_Data section:_
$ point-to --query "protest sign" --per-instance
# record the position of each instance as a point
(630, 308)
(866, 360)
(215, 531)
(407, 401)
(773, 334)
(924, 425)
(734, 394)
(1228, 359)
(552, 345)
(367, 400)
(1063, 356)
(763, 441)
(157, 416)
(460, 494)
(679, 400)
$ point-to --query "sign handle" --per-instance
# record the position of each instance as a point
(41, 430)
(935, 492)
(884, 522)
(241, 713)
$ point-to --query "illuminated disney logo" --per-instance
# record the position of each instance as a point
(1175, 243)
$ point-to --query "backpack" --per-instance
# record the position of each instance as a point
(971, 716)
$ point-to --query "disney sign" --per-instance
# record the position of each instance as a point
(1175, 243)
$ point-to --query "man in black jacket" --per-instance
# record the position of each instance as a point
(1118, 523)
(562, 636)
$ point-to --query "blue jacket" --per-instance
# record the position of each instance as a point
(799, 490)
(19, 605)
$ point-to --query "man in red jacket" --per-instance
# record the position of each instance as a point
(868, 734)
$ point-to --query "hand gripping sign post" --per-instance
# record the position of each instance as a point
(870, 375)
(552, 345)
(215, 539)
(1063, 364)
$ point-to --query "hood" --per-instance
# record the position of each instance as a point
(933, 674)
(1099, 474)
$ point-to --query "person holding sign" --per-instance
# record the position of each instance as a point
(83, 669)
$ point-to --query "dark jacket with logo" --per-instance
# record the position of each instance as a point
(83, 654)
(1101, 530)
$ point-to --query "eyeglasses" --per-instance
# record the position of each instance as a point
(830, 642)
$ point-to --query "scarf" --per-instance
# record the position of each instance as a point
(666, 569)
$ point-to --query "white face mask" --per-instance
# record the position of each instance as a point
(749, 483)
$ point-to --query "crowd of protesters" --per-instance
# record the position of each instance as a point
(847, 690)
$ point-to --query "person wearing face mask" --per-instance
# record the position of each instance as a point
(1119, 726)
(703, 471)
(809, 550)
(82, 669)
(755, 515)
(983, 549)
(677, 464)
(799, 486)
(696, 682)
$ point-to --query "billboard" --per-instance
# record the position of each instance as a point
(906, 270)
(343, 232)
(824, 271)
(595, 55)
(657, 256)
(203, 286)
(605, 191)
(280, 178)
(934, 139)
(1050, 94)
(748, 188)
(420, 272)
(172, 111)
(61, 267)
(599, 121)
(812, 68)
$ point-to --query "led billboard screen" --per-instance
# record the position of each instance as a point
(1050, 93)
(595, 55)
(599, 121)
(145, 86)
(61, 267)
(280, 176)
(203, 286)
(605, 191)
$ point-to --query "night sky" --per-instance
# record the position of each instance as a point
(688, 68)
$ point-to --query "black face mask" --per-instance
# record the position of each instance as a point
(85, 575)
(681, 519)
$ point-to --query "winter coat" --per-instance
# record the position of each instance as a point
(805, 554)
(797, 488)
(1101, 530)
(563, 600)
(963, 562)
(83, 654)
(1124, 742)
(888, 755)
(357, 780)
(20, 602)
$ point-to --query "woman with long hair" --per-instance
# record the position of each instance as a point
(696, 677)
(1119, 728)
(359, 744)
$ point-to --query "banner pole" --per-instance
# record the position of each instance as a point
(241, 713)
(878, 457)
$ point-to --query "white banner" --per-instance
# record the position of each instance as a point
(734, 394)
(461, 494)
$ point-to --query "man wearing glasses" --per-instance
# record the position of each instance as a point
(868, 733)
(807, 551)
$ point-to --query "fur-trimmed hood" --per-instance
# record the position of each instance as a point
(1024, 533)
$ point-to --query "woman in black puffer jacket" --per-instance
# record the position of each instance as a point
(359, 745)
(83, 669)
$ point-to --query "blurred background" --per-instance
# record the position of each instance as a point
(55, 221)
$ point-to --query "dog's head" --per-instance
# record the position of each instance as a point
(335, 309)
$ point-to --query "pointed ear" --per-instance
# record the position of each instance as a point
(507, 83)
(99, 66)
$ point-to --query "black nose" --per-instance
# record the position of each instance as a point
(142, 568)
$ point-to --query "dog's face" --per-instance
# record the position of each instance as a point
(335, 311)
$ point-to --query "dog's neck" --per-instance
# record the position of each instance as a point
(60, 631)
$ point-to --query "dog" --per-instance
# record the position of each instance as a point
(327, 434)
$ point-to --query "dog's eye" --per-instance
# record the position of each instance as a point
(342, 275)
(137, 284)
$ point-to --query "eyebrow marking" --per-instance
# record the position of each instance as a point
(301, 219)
--
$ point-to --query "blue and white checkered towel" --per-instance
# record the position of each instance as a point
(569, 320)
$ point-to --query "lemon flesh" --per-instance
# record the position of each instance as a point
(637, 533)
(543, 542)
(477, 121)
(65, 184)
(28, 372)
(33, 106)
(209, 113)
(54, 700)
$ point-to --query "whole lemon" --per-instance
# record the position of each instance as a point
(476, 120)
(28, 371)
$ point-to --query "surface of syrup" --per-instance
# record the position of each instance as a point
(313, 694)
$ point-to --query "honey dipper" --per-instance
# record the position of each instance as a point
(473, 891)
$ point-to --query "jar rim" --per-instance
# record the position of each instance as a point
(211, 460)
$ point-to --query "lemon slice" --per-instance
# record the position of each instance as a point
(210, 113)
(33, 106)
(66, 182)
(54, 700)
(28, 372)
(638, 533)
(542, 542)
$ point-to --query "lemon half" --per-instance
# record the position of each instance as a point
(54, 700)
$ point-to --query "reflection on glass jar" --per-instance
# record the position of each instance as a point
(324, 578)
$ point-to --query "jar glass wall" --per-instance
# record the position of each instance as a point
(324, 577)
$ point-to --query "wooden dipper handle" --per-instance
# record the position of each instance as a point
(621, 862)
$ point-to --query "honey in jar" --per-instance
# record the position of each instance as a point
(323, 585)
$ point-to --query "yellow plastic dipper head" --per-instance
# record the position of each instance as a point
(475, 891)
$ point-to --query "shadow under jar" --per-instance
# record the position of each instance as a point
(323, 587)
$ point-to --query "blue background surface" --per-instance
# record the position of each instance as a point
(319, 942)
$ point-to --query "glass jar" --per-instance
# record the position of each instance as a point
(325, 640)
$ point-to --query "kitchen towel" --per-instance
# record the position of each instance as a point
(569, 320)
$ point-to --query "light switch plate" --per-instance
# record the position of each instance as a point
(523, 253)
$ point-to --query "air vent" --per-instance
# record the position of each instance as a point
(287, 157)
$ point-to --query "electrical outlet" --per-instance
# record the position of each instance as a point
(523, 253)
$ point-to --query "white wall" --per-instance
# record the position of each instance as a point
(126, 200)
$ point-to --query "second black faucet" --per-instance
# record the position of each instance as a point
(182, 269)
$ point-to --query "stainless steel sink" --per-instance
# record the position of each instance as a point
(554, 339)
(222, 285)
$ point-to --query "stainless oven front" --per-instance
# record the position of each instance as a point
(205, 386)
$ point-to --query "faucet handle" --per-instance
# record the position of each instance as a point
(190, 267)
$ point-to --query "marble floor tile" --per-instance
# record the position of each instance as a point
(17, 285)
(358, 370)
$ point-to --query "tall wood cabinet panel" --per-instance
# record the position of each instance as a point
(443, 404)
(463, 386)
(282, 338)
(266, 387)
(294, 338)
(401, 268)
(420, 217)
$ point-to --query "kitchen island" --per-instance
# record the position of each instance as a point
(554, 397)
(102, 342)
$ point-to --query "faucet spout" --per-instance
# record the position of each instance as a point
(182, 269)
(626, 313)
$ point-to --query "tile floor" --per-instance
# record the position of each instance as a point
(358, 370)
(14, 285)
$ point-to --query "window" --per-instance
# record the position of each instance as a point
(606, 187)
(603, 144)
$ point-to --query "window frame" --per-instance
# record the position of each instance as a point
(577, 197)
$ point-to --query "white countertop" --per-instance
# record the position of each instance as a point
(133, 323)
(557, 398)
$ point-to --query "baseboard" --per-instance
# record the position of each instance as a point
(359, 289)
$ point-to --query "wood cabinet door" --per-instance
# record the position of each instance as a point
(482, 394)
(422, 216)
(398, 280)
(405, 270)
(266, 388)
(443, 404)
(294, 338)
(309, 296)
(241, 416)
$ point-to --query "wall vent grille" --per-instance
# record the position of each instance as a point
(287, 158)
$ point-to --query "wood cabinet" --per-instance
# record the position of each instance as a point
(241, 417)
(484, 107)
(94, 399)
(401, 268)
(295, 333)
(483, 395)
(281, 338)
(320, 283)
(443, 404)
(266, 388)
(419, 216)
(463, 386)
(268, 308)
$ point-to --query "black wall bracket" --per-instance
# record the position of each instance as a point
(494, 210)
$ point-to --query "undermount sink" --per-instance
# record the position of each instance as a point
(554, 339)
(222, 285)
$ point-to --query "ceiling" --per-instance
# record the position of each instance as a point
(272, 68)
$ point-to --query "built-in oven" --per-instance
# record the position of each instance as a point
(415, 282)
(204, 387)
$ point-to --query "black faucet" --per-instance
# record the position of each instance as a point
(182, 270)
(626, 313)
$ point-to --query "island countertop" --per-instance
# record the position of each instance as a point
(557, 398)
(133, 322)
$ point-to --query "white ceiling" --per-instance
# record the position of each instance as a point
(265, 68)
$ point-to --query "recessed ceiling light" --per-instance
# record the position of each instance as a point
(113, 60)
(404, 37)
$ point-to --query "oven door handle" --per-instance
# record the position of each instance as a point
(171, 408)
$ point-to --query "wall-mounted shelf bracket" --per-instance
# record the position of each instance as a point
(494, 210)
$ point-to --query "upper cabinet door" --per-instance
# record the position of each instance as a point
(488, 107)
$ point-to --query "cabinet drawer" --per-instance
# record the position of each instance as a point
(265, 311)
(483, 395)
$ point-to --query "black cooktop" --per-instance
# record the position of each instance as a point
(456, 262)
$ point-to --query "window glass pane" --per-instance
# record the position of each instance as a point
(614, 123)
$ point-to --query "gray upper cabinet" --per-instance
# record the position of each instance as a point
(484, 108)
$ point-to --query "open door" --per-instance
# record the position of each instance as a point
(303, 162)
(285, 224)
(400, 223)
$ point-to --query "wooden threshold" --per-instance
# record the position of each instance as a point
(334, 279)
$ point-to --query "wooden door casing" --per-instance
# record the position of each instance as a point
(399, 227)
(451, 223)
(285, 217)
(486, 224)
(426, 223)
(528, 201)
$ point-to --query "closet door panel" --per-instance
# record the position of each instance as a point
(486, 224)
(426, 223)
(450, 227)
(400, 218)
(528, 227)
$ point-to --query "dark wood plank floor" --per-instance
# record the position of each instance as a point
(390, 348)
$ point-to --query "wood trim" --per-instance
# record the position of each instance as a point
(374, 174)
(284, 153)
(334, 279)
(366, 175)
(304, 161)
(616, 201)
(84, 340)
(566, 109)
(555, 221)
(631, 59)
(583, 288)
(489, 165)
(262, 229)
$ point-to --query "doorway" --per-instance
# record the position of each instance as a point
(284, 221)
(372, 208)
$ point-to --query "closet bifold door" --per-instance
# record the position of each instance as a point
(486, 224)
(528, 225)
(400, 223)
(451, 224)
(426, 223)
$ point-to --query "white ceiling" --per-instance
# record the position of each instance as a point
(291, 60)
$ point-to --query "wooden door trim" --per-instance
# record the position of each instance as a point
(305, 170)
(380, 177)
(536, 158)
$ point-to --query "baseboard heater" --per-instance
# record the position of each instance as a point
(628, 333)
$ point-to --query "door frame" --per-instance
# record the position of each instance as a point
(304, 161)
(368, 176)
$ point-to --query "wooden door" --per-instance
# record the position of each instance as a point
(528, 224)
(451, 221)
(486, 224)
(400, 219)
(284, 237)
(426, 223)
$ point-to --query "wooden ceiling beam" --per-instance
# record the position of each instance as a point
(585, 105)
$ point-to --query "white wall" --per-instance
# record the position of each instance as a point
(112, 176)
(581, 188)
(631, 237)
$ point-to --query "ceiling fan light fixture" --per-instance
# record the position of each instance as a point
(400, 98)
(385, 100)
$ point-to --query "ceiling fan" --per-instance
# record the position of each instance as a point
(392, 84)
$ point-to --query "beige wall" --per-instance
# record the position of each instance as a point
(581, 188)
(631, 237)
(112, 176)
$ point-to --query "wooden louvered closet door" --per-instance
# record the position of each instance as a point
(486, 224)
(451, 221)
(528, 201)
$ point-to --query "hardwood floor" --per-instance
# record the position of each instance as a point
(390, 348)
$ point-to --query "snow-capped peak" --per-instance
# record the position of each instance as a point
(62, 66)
---
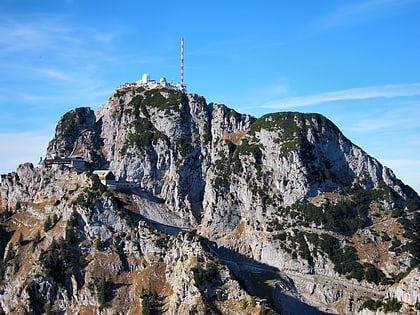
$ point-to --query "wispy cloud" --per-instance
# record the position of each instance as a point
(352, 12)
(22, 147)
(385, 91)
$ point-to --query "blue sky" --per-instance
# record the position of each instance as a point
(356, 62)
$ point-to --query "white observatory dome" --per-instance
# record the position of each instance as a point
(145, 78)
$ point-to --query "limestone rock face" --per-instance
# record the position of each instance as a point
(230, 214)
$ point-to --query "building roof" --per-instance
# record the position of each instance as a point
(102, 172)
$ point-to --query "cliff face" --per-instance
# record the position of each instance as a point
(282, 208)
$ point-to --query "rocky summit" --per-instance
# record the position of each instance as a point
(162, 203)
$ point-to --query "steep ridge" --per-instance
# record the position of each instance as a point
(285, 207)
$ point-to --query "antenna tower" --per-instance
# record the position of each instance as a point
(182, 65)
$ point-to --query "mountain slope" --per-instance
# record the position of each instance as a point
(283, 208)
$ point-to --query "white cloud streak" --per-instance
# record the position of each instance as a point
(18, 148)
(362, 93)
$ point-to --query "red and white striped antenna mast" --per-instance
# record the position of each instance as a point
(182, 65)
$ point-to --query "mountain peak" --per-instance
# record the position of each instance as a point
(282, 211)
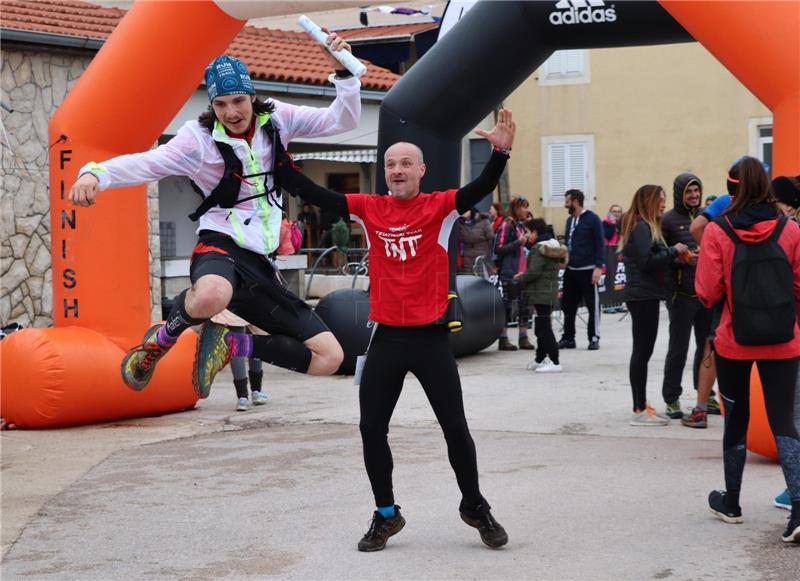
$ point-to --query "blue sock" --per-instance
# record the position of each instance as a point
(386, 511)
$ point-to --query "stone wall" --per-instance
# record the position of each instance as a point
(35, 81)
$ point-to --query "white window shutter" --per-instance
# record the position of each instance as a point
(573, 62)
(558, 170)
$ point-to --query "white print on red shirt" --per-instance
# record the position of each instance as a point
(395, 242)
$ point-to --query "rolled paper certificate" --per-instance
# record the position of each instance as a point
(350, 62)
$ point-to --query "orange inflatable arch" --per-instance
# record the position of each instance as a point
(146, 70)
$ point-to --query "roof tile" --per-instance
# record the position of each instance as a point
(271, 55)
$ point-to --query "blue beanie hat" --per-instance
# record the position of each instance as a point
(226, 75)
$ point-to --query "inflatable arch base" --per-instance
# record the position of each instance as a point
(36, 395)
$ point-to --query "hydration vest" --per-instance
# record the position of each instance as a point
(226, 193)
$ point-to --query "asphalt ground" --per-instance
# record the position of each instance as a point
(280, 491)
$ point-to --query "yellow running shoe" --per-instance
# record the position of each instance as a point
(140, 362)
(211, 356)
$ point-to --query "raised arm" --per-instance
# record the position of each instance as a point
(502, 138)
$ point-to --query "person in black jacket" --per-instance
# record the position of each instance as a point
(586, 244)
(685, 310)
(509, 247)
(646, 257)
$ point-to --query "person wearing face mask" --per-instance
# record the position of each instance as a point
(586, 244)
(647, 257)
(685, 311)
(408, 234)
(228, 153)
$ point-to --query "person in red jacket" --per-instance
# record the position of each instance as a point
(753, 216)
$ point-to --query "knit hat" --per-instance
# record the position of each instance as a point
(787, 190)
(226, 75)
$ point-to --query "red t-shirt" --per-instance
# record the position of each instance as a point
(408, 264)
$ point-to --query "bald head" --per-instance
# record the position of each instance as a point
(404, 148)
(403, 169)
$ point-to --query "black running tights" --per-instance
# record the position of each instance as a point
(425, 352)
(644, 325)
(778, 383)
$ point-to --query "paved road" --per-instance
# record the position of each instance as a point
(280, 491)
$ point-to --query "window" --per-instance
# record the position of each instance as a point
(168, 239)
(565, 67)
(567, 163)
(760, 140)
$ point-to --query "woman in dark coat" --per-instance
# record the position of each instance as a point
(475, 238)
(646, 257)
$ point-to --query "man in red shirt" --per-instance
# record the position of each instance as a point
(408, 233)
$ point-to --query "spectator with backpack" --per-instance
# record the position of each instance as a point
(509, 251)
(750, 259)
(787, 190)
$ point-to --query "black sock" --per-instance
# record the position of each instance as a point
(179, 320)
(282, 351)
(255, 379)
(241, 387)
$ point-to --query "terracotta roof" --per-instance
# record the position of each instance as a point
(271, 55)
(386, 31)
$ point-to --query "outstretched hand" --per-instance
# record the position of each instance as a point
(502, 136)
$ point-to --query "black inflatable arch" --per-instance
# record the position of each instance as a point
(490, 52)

_Task prompt:_ Count the lines above that contain the word "yellow", with case counting, and give only the number.

_Response to the task:_ 2